_Task goal_: Your answer should consist of each line below that contains the string "table".

*** Opening of Exercise input ***

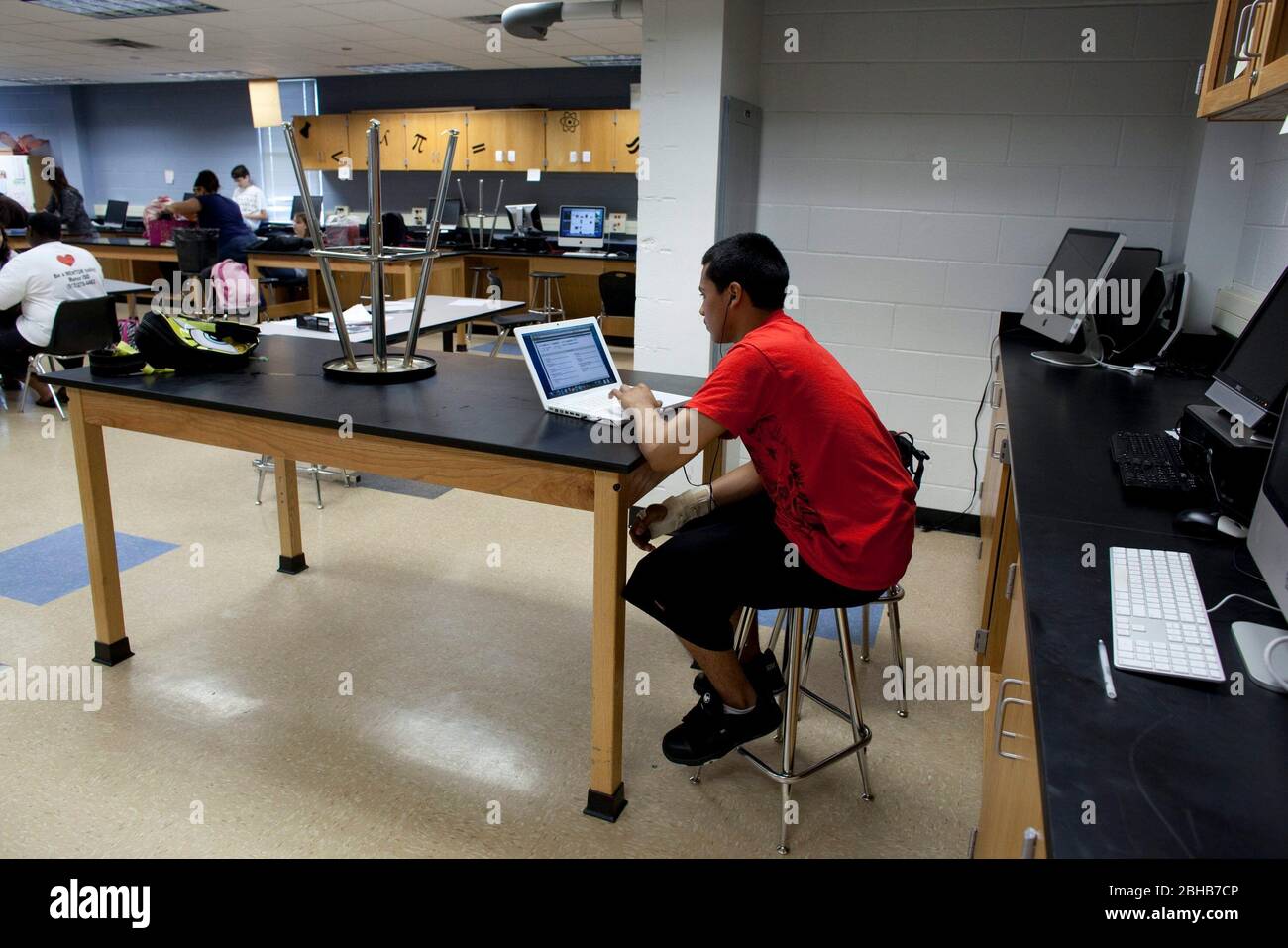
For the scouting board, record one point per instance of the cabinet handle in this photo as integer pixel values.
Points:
(1239, 47)
(1030, 844)
(992, 441)
(1249, 44)
(1001, 712)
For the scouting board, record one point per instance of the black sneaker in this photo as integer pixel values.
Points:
(763, 672)
(707, 733)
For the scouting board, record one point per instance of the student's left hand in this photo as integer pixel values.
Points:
(635, 397)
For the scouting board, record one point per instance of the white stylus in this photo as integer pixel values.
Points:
(1104, 670)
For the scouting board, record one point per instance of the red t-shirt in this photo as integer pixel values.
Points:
(831, 468)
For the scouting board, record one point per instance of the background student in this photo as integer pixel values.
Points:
(211, 209)
(33, 285)
(68, 204)
(249, 197)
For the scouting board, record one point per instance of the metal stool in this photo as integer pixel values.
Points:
(794, 656)
(892, 597)
(541, 283)
(265, 464)
(475, 291)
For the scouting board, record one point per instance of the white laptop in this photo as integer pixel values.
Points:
(574, 372)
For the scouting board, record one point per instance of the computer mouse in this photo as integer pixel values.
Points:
(1198, 523)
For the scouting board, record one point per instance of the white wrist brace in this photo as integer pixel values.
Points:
(683, 507)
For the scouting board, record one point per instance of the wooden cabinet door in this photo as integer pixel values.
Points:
(1228, 72)
(1270, 75)
(506, 140)
(307, 137)
(626, 145)
(574, 136)
(1010, 819)
(426, 142)
(333, 138)
(393, 140)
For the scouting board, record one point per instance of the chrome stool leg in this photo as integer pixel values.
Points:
(898, 656)
(259, 487)
(851, 694)
(794, 651)
(867, 633)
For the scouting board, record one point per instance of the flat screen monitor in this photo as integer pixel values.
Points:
(581, 227)
(115, 214)
(524, 218)
(1252, 377)
(1267, 541)
(451, 211)
(1057, 308)
(297, 206)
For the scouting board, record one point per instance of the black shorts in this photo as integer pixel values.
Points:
(730, 558)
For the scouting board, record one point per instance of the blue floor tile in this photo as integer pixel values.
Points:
(48, 569)
(506, 348)
(827, 622)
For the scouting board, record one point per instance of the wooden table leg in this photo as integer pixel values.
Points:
(291, 559)
(104, 578)
(606, 794)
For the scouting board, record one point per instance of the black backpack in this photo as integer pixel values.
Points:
(194, 346)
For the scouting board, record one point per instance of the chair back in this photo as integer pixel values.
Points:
(617, 292)
(911, 456)
(81, 326)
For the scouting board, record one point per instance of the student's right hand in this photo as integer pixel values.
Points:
(640, 528)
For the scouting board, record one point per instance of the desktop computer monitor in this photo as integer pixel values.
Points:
(1252, 377)
(115, 213)
(1065, 300)
(1267, 541)
(581, 227)
(297, 205)
(523, 218)
(451, 211)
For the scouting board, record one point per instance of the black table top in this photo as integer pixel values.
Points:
(1173, 768)
(472, 402)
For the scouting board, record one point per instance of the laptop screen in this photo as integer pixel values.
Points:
(570, 360)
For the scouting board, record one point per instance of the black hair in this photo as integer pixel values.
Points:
(48, 227)
(206, 179)
(754, 263)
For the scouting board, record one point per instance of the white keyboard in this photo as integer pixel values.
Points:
(1160, 623)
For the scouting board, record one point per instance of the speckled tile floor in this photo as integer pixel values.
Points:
(467, 732)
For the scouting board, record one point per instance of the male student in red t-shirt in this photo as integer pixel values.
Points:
(822, 513)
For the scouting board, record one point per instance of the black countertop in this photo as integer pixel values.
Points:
(1173, 768)
(472, 402)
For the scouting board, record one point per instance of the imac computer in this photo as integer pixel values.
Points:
(1065, 299)
(451, 213)
(581, 227)
(114, 218)
(524, 218)
(1265, 648)
(297, 206)
(1249, 381)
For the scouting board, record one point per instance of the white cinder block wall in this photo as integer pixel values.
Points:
(1263, 249)
(902, 275)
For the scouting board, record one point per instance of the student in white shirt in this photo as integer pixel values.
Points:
(33, 285)
(250, 198)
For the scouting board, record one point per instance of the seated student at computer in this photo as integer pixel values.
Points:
(211, 209)
(823, 511)
(35, 282)
(12, 214)
(249, 197)
(68, 204)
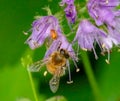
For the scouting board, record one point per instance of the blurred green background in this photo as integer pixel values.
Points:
(16, 16)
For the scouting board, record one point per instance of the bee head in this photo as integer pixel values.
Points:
(64, 53)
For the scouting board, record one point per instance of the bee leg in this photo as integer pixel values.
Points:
(68, 66)
(54, 83)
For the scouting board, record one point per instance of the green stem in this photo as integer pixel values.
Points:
(90, 75)
(32, 85)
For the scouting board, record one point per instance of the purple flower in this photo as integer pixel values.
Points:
(87, 34)
(42, 29)
(71, 13)
(113, 38)
(61, 43)
(68, 2)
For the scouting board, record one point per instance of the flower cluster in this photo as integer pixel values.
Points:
(105, 32)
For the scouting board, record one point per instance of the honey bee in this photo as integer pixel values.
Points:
(53, 34)
(56, 65)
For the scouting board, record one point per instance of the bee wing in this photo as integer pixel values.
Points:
(54, 83)
(35, 67)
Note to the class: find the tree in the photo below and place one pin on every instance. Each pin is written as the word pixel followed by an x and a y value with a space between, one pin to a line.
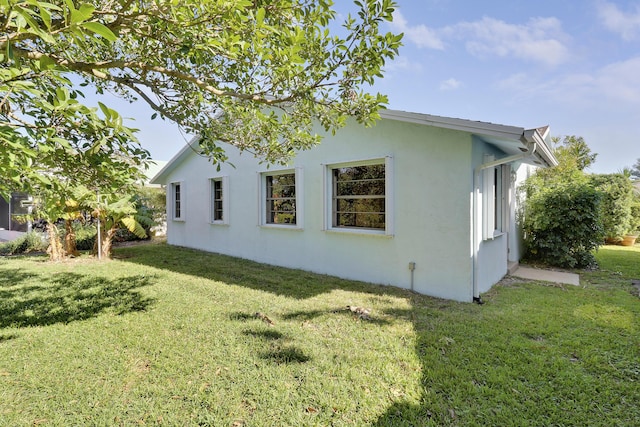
pixel 635 169
pixel 254 73
pixel 562 211
pixel 116 210
pixel 573 152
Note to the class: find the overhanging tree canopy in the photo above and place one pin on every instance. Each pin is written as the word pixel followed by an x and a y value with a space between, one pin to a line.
pixel 254 73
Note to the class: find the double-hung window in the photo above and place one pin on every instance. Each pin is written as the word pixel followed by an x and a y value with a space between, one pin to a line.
pixel 281 199
pixel 177 199
pixel 495 200
pixel 360 196
pixel 219 189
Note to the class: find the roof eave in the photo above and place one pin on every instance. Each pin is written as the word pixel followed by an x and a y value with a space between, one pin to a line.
pixel 161 176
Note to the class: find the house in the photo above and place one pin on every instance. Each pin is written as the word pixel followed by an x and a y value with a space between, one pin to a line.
pixel 418 201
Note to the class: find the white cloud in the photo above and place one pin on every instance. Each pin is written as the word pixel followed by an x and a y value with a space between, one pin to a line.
pixel 403 63
pixel 540 40
pixel 627 25
pixel 421 35
pixel 610 87
pixel 450 84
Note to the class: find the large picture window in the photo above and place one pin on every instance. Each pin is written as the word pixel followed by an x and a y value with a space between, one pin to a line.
pixel 358 196
pixel 280 199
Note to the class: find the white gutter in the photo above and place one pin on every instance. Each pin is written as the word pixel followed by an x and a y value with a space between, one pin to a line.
pixel 532 146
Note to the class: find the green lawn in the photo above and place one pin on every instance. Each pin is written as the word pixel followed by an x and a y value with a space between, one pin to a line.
pixel 169 336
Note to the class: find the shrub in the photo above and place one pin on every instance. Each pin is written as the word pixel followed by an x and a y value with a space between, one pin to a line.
pixel 85 236
pixel 635 215
pixel 30 242
pixel 562 221
pixel 616 204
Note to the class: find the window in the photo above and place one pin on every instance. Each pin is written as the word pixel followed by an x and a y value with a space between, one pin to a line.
pixel 281 198
pixel 219 188
pixel 494 203
pixel 177 199
pixel 359 197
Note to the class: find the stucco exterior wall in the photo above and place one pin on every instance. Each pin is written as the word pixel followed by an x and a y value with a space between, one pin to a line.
pixel 432 210
pixel 492 257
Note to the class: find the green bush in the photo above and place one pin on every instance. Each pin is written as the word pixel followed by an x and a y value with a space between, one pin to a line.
pixel 635 216
pixel 617 200
pixel 85 236
pixel 30 242
pixel 562 221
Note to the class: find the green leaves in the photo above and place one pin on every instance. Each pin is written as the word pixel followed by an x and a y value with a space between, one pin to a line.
pixel 258 75
pixel 100 29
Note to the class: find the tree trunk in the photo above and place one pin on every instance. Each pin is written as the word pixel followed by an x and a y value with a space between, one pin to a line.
pixel 55 249
pixel 107 240
pixel 70 239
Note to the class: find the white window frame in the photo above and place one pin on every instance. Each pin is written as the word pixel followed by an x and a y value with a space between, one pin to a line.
pixel 495 192
pixel 388 230
pixel 181 200
pixel 299 200
pixel 224 181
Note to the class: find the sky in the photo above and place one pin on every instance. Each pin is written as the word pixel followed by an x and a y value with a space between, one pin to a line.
pixel 573 65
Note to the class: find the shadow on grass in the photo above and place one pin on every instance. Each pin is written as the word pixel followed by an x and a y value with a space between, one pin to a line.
pixel 68 297
pixel 286 355
pixel 266 334
pixel 13 277
pixel 298 284
pixel 8 337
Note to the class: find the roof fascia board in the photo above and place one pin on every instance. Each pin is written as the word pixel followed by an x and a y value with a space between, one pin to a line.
pixel 190 147
pixel 480 128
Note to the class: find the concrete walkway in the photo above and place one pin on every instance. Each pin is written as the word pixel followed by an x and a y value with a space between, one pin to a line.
pixel 547 276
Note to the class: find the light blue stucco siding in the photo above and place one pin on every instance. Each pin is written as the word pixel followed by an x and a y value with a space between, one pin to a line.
pixel 430 219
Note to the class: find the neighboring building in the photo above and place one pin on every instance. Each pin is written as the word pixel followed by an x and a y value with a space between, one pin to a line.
pixel 418 201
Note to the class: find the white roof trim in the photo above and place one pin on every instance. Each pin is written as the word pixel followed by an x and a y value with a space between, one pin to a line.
pixel 482 128
pixel 190 147
pixel 491 130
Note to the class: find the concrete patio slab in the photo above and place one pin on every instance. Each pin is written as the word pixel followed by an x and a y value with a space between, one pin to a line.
pixel 547 276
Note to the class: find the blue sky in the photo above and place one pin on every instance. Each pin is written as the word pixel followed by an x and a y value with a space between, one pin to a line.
pixel 573 65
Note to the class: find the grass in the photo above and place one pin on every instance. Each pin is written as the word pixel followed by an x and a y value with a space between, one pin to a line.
pixel 169 336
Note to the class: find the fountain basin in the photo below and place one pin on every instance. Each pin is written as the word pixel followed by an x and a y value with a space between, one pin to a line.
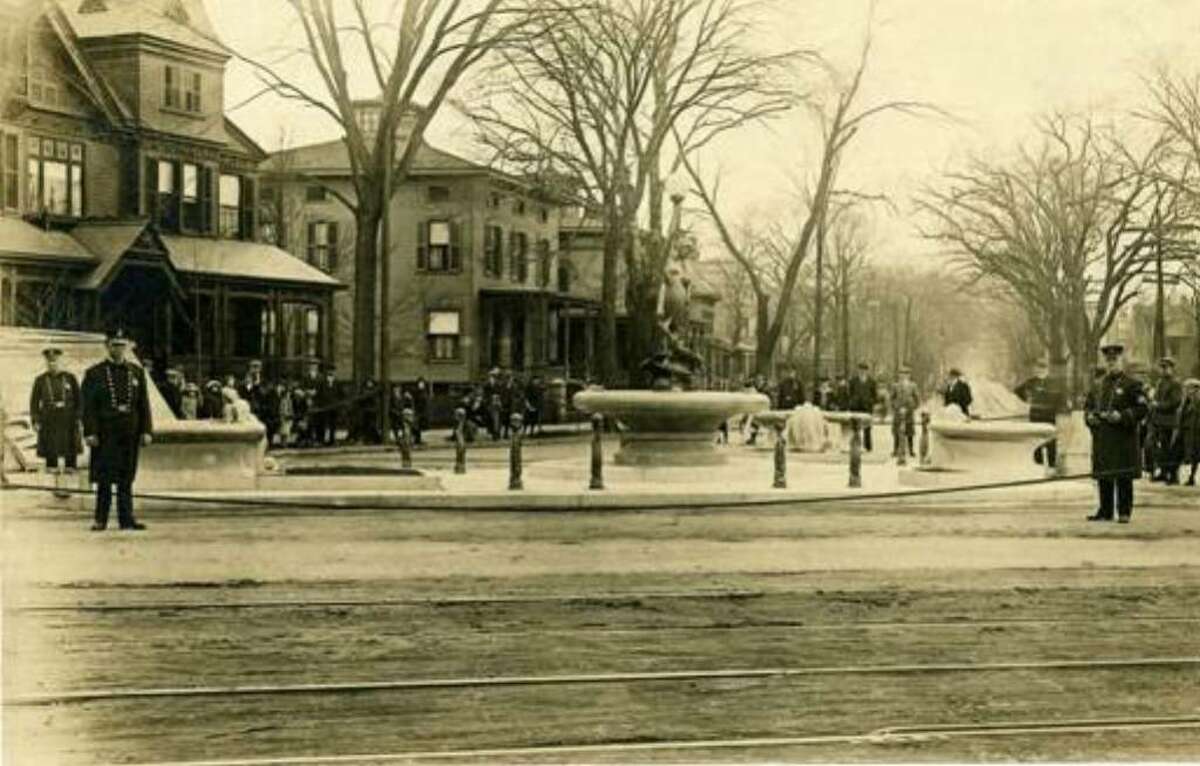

*** Close of Exercise input ***

_Solution to this task_:
For the scouting board, record one point per instance of the wooden table leg in this photo as integer pixel values.
For the scouting board, record one point per instance of the black table top in this photo as integer pixel values.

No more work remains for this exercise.